### EXERCISE REQUIREMENTS
Each entry must be reproduced precisely as it stands.

══ RECORDS FOR THE EXERCISE ══

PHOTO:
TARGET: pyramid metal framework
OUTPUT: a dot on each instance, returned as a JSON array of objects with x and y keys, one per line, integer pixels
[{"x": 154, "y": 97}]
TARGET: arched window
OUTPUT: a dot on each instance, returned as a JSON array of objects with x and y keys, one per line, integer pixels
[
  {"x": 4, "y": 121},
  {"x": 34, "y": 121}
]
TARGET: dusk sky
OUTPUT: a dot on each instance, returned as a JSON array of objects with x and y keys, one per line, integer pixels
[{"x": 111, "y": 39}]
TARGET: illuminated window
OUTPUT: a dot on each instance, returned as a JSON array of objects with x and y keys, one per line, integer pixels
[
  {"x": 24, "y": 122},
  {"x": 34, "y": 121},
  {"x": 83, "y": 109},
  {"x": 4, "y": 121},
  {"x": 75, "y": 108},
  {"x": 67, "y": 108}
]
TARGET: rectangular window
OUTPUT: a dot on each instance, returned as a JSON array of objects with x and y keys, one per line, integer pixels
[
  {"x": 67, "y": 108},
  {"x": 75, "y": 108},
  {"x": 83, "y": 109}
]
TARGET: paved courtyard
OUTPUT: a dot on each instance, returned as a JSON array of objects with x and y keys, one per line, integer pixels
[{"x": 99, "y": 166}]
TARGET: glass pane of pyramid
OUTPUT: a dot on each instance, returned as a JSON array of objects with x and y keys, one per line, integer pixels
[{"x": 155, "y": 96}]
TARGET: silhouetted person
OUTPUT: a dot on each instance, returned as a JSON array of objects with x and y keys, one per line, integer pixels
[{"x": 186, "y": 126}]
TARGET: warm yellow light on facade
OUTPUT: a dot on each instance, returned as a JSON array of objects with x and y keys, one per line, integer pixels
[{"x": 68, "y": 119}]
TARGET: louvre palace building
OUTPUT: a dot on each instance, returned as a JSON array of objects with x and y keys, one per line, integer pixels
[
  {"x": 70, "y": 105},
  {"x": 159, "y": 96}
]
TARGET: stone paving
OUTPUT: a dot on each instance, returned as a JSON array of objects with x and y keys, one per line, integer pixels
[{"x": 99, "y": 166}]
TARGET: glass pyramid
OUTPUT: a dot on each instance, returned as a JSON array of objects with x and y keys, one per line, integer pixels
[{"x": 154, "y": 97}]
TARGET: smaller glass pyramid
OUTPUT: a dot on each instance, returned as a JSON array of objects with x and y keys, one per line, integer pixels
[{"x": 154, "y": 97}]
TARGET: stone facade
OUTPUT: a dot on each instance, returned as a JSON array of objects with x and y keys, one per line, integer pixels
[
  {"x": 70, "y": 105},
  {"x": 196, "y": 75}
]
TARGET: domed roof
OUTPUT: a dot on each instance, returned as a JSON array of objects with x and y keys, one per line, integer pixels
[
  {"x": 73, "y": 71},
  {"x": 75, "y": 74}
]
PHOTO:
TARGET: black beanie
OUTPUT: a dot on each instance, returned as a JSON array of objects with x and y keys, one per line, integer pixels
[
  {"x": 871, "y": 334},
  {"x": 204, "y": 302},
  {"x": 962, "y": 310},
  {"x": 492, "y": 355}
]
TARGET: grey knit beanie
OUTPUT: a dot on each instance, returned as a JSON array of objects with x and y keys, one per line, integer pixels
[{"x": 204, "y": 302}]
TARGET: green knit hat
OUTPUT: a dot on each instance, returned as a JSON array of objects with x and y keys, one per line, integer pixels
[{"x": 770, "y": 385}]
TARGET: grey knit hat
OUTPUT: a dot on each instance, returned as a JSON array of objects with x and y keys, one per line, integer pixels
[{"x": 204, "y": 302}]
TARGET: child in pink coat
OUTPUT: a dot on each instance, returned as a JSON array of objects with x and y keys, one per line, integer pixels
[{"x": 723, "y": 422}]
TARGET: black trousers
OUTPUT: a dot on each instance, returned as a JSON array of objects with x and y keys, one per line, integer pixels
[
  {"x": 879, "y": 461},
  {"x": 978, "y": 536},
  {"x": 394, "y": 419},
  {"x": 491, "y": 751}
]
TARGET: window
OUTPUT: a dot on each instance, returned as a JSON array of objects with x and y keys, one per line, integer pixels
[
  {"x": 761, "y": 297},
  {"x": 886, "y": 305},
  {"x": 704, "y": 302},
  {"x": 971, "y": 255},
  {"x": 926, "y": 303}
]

═══

### RESPONSE TO THIS TASK
PHOTO:
TARGET: pyramid metal framework
OUTPUT: a dot on each instance, returned as a JSON array of objects with x and y keys, one per line, integer pixels
[{"x": 154, "y": 97}]
TARGET: arched window
OUTPUT: a dot on each instance, returned as a JSON array of objects with x and y keys, one per line, integer pixels
[
  {"x": 4, "y": 121},
  {"x": 34, "y": 121}
]
TARGET: dusk sky
OUTPUT: a dot on each instance, returned as a JSON array of objects with x and y keys, one per line, integer pixels
[{"x": 111, "y": 39}]
TARGET: illuminated window
OUTPUT: a dot on each instance, returned as a JSON array of objects with x and y keys, one per line, integer pixels
[
  {"x": 24, "y": 122},
  {"x": 34, "y": 121},
  {"x": 83, "y": 109},
  {"x": 4, "y": 121},
  {"x": 75, "y": 108},
  {"x": 67, "y": 108}
]
TARGET: rectangular window
OUTPUT: a dot on each instance, returned as a JSON array of objects with x and y keys, one per line, integer pixels
[
  {"x": 67, "y": 108},
  {"x": 75, "y": 108},
  {"x": 83, "y": 109}
]
TARGET: paved courtyard
OUTPUT: a dot on each instance, returned as a JSON array of objects with x and y keys, one per line, integer pixels
[{"x": 99, "y": 166}]
TARGET: glass pane of pyramid
OUTPUT: a dot on each instance, returned as a JSON array of objects with x and y keys, one per line, integer pixels
[{"x": 155, "y": 96}]
TARGET: silhouetted person
OUTPUT: a dot on each instance, returned as a JSON array of objects with x and y keys, one per line, integer pixels
[{"x": 186, "y": 126}]
TARGET: warm yellow light on facade
OUTPUT: a dot on each instance, returned as a JSON array of objects with x and y keys, one per line, integer pixels
[{"x": 68, "y": 119}]
TARGET: louvre palace building
OUTPUT: a dot on each instance, returned as a JSON array of objects with x and y keys, one per line, integer pixels
[
  {"x": 70, "y": 105},
  {"x": 159, "y": 96}
]
TARGET: stone paving
OUTPUT: a dot on each instance, returned as a JSON array of objects with x and y keys, one per line, integer pixels
[{"x": 99, "y": 166}]
TARGET: glass pyramid
OUTPUT: a dot on each instance, returned as a JSON array of objects with x and y keys, one per line, integer pixels
[{"x": 154, "y": 97}]
TARGET: smaller glass pyramid
OUTPUT: a dot on each instance, returned as a JSON array of objects with x and y keys, one per line, integer pixels
[{"x": 154, "y": 97}]
TARGET: stone facade
OUTPUT: a dot on each instance, returned as a JSON array of objects with x and y keys, one per line, integer pixels
[
  {"x": 70, "y": 105},
  {"x": 196, "y": 75}
]
TARGET: domed roof
OUTPUT: a dot on each instance, returned as a JSON array of objects with x and y keys, one per line, integer pixels
[
  {"x": 73, "y": 71},
  {"x": 75, "y": 74}
]
PHOTO:
TARGET: black beanie
OUTPUT: a dot on each instance, returned as a JSON array of objects with x and y keys, one per line, integer pixels
[
  {"x": 871, "y": 334},
  {"x": 204, "y": 302},
  {"x": 962, "y": 310},
  {"x": 492, "y": 355}
]
TARGET: grey knit beanie
OUTPUT: a dot on each instance, returned as a JSON array of objects with x and y keys, one per line, integer pixels
[{"x": 204, "y": 302}]
TARGET: green knit hat
OUTPUT: a dot on each instance, returned as a JSON array of objects with x and y keys, one per line, integer pixels
[{"x": 770, "y": 385}]
TARGET: grey knit hat
OUTPUT: a dot on each instance, returned as a JSON array of objects with x and y keys, one per line, integer pixels
[{"x": 204, "y": 302}]
TARGET: child in pink coat
OUTPUT: a dot on each instance, returned as a JSON array of objects with x and y keys, one per line, integer pixels
[{"x": 723, "y": 422}]
TARGET: black trousers
OUTPUT: a dot on each instance, returned as a JSON array of objects with x and y keys, one per line, integer pixels
[
  {"x": 879, "y": 461},
  {"x": 978, "y": 536},
  {"x": 394, "y": 419},
  {"x": 491, "y": 751}
]
TARGET: window
OUTPUT: a dot on each instance, returned as a JSON array of objects with x and y keys, one per line, integer pixels
[
  {"x": 761, "y": 297},
  {"x": 886, "y": 305},
  {"x": 704, "y": 302},
  {"x": 971, "y": 255},
  {"x": 926, "y": 303}
]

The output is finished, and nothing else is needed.